Provided passage.
┏━━

1. This is an application by the prosecution for leave to appeal under section 58 Criminal Justice Act 2003. The provisions of section 71 of the Criminal Justice Act 2003 apply to these proceedings. By virtue of those provisions, no publication may include a report of the present hearing or this judgment until the conclusion of the trial or the proceedings are otherwise brought to a conclusion, unless the Court orders that the provisions are not to apply. However, this anonymised judgment may be published.
2. The provisions of section 45 Youth Justice and Criminal Evidence Act 1999 are engaged in this case because the child of the respondent, SS, is aged 15 (she was born in May 2005). We make an order preventing any information being included in a publication which is likely to lead members of the public to identify her as someone concerned in these proceedings. The order will cease to have effect when she attains the age of 18. There is no restriction on the publication of this judgment.
3. On 23 April 2019, in the Crown Court in Stoke on Trent (Judge Fletcher), the defendant, who is the respondent to this application (MS) pleaded guilty to forgery (count 1), contrary to section 1 Forgery and Counterfeiting Act 1981.
4. On 18 February 2021, in the Crown Court in Stoke on Trent (Recorder Julian Taylor), the trial of MS commenced, in respect of an offence of attempted child abduction (count 2), contrary to section 1(1) Criminal Attempts Act 1981 and section 1 Child Abduction Act 1984.
5. On 19 February 2021, at the close of the prosecution case, the judge acceded to the defence submission of no case to answer.

┗━━

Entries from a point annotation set
┏━━

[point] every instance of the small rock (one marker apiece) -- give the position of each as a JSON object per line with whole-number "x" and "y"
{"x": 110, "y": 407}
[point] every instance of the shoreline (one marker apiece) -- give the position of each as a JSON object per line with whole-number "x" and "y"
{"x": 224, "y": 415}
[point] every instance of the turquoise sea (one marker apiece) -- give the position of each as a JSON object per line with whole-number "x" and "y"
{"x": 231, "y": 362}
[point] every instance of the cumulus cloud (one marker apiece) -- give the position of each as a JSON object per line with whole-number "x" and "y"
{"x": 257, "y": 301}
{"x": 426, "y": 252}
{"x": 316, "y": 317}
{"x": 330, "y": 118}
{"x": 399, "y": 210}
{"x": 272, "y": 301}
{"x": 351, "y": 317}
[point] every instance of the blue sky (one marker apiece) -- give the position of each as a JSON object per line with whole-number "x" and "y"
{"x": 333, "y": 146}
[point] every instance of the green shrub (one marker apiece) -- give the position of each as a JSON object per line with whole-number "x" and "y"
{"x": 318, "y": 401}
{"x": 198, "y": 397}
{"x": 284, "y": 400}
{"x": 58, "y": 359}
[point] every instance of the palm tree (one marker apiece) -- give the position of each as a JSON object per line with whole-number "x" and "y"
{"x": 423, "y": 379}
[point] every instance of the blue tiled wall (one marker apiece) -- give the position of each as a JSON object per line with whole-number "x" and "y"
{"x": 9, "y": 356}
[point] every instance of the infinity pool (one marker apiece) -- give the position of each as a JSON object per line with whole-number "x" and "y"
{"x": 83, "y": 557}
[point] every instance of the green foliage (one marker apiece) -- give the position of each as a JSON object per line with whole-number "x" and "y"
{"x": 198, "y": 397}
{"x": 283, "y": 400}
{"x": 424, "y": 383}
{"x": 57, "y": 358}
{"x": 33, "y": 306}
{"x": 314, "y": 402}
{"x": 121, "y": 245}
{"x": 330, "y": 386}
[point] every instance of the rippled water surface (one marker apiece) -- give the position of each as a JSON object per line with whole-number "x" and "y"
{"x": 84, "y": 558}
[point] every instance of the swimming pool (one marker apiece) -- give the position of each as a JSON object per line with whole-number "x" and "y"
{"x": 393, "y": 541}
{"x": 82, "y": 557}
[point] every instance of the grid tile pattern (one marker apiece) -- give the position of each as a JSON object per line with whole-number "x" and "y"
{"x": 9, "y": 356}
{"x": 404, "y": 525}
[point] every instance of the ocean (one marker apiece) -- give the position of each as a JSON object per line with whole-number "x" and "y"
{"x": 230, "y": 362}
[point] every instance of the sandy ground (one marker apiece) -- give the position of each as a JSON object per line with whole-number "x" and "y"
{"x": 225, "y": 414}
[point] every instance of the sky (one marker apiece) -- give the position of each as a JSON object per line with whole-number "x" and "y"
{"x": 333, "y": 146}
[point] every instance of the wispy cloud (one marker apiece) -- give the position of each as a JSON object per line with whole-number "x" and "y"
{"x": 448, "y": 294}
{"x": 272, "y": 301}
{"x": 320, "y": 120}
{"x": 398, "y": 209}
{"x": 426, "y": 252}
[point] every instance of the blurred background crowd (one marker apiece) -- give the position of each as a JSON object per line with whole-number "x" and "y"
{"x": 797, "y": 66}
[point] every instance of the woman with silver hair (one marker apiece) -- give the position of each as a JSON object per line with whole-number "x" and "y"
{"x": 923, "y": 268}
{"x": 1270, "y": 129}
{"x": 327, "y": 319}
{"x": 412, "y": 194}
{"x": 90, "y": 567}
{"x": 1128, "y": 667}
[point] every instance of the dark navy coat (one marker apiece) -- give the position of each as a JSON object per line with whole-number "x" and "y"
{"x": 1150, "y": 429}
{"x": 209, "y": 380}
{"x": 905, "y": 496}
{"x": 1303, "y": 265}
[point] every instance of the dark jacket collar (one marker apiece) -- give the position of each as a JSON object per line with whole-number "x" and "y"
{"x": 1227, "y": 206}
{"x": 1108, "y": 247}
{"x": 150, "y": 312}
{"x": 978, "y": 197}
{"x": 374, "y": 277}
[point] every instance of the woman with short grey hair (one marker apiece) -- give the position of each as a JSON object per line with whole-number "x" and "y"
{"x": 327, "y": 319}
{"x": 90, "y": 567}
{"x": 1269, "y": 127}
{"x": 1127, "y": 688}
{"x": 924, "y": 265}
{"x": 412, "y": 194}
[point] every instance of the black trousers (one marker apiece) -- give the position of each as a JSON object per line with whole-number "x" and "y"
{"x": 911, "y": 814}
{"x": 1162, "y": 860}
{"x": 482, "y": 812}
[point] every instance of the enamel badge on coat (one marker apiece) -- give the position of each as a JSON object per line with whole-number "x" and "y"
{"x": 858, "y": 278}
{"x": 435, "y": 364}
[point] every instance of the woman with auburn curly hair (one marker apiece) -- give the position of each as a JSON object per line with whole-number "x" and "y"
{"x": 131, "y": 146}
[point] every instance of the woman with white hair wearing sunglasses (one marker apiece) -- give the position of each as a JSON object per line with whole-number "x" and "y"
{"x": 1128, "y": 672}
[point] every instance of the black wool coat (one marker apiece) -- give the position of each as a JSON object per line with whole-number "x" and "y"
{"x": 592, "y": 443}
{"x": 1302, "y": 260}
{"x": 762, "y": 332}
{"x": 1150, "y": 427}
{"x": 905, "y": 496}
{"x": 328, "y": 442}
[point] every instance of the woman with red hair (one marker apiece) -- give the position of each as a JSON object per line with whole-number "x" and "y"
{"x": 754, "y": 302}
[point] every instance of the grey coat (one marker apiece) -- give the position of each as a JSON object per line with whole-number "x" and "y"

┗━━

Stated task A. In the judgment excerpt, on what date did the trial of MS for attempted child abduction begin?
Stated task B. Please copy out the part of the judgment excerpt that opens with the words containing "3. On 23 April" and closes with "case to answer.".

Correct result A. 18 February 2021

Correct result B.
3. On 23 April 2019, in the Crown Court in Stoke on Trent (Judge Fletcher), the defendant, who is the respondent to this application (MS) pleaded guilty to forgery (count 1), contrary to section 1 Forgery and Counterfeiting Act 1981.
4. On 18 February 2021, in the Crown Court in Stoke on Trent (Recorder Julian Taylor), the trial of MS commenced, in respect of an offence of attempted child abduction (count 2), contrary to section 1(1) Criminal Attempts Act 1981 and section 1 Child Abduction Act 1984.
5. On 19 February 2021, at the close of the prosecution case, the judge acceded to the defence submission of no case to answer.